Document excerpt ->
○ ○ ○ ○ ○

Over at BackReaction, Bee has been musing about the distinction between model and theory, and also about the concepts of emergence and reduction. She makes some good points, but I'm only going to quote one:
So I think I leave this domain over to philosophy.
My investigations of reductionism and emergence have so far focused on the three varieties of emergence I consider the most promising, one trivially true and two others whose value has been partially obscured by careless misuse of terminology: I call these “process” emergence and “multiple realizibility.”
Recent results of nonlinear dynamics have reinvigorated the debate over emergent properties. The claims of emergentists and their opponents have become confused by contradictory and inconsistent definitions of emergence. Emergentists usually claim that a whole can have properties that cannot be explained or predicted by reference to its parts and their organization. This definition is problematic: an ontological claim turns crucially on the epistemologically loaded terms “explanation” and “prediction.” As a result, even the most fundamental interactions (say, those between quarks and leptons) automatically count in this trivial form of emergence. Contemporary emergentists mean to do more than point out a conflation of terms common to simplistic versions of reductionism; the point of my recent investigations have been to discover what they do mean.
Most contemporary emergentists desire a strong version of emergence, one clearly ontological in nature. Some philosophers have tried to leverage the sensitive dependence on initial conditions exhibited by certain nonlinear dynamical systems into a general defeat for microreductivism, a conclusion that is largely repellent to practicing scientists and engineers. This is a mistake: in fact, sensitive dependence supports epistemological emergence but not ontological emergence. In fact, the epistemological or methodological defeat of microreduction does not imply anything at all about the ontological assumptions underpinning it. Careless arguments to the contrary are quite damaging to the reputation of emergentism, and have obscured several legitimate claims by emergentists.
One promising avenue of investigation is the computational irreducibility of certain discrete models of physical systems. If extensible to natural systems, a claim of “downward causation” is plausible because parts organize in such a way as to form a dynamically stable whole. This is “process” emergence (superconductivity is a strong candidate to fit this scheme). Such systems can be studied using different methods than the standard linear techniques common in much of science and engineering. Whether these results really do apply to physical systems is debatable, but this is a question that afflicts reductionism as much as emergentism: to defeat computational equivalence would largely defeat scientific realism. Any remaining disagreements between reductionism and emergentism would be purely procedural.
The most profound kind of emergence is also the most abstract—so abstract, in fact, that its proponents dispose entirely with any discussion of the material basis of the systems they study. This is because multiple realizations result in wholes that behave the same way even though they comprise different parts. Emergentists investigate the topological properties of attractors in phase space, searching for ultimate laws that govern their behaviour. If they are successful, certain methodological implications are likely to ramify throughout the scientific domain. At present, those implications are largely speculative, although proponents go on at some length in describing them anyway. These emergentists risk burying any important results they may have with their overeager claims.
Careful analysis of the arguments surrounding emergentism can help separate the wheat from the chaff, and this winnowing process can be quite worthwhile. For some systems, the whole is indeed greater than the sum of its parts. Emergentism complements reductionism by providing tools to investigate those systems for which reductionist methods fall short. Because of computational irreducibility, there is good reason to think that reductionist methods will ultimately fail for certain systems, but it simultaneously provides the test necessary to distinguish between epistemological and ontological emergence, and computational equivalence provides the basis for the rigorous investigation of complex systems. The future seems very bright indeed for emergentists.

○ ○ ○ ○ ○

Given information ->
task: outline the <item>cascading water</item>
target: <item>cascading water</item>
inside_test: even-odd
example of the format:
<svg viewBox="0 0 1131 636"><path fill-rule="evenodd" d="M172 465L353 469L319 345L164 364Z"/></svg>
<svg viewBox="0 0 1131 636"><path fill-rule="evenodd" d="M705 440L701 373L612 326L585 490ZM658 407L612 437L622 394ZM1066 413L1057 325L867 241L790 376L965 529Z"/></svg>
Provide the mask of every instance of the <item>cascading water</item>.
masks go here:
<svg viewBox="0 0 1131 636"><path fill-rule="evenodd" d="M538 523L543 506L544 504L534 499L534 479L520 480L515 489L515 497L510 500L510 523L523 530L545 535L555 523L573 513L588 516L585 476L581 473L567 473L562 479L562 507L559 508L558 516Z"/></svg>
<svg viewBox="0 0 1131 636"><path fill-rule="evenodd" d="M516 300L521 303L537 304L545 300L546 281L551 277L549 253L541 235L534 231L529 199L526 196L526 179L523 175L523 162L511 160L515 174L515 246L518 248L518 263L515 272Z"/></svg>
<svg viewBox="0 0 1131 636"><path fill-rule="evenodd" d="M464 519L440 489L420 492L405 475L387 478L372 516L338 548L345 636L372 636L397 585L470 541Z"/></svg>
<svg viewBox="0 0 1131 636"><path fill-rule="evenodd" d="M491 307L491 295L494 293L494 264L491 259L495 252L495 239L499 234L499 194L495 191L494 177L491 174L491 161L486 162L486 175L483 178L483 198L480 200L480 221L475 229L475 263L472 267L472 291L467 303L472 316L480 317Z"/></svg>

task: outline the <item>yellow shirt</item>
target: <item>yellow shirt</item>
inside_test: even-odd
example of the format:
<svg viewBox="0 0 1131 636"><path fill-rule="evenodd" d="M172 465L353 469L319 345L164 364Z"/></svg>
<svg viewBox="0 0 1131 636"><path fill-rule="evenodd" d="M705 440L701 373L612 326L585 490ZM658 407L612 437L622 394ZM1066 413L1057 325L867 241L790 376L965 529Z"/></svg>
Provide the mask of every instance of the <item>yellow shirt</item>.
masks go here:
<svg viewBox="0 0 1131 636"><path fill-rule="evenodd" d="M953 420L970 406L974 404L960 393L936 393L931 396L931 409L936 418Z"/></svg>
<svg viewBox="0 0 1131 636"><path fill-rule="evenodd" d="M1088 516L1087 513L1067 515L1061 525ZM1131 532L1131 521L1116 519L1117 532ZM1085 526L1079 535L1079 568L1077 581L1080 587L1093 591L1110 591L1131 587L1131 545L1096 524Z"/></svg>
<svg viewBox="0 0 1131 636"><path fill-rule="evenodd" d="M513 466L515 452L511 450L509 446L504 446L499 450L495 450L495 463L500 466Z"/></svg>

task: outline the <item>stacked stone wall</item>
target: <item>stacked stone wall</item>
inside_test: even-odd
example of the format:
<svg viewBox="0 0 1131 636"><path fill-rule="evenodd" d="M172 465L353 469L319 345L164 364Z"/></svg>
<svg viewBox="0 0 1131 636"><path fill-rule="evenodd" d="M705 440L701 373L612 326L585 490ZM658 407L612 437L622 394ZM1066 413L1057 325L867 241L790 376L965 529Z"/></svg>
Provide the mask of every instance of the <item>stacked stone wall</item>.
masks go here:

○ ○ ○ ○ ○

Prompt -> Name the phenomenon that the text on emergence calls a strong candidate for "process" emergence.

Response -> Superconductivity.